__WHAT THIS TASK INVOLVES__.
Find the line containing "point(64, 235)" in the records below. Copy exactly that line and each one after it, ending at the line containing "Target: white foam patch", and nothing more.

__EXCERPTED DATA__.
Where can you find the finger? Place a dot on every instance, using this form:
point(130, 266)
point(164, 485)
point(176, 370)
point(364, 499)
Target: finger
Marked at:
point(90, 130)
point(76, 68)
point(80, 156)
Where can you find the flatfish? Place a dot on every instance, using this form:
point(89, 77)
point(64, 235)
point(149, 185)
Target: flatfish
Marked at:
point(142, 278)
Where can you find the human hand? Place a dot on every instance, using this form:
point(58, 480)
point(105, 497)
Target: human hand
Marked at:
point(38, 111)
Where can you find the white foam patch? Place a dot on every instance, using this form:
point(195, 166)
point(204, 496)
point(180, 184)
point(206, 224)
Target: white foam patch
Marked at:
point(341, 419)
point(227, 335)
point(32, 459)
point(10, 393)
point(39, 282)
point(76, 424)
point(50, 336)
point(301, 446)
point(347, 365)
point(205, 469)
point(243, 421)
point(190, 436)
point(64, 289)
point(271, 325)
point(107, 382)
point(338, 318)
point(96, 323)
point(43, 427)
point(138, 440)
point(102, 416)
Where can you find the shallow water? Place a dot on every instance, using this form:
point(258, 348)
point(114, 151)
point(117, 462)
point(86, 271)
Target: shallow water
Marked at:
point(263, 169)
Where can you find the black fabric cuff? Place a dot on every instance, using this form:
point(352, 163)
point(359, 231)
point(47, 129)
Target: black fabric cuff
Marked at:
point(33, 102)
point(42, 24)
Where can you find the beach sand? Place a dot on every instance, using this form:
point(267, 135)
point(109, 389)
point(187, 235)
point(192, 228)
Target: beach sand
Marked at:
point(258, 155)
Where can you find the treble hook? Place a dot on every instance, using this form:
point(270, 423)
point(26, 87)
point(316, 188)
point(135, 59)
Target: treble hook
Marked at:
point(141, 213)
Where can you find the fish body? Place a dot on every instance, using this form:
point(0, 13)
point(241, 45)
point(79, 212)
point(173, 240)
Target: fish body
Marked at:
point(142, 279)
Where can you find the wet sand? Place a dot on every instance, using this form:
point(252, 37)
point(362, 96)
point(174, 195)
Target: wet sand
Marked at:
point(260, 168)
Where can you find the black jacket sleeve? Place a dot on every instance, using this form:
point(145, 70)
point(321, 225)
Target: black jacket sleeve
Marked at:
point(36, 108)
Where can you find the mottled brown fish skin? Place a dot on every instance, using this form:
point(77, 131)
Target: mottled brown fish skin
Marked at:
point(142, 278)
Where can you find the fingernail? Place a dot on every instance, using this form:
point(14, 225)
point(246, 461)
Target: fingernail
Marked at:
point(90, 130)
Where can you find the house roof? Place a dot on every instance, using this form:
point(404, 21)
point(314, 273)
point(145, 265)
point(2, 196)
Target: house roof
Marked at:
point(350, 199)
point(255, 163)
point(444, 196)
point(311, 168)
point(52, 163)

__ANSWER__.
point(64, 235)
point(149, 185)
Target: flatfish
Marked at:
point(142, 278)
Where can you find the human hand? Place a dot on every instance, using this form:
point(58, 480)
point(105, 497)
Target: human hand
Marked at:
point(38, 111)
Where can you find the white foam patch? Place a dot on every instance, using this form:
point(195, 166)
point(204, 496)
point(180, 184)
point(206, 224)
Target: white foam patch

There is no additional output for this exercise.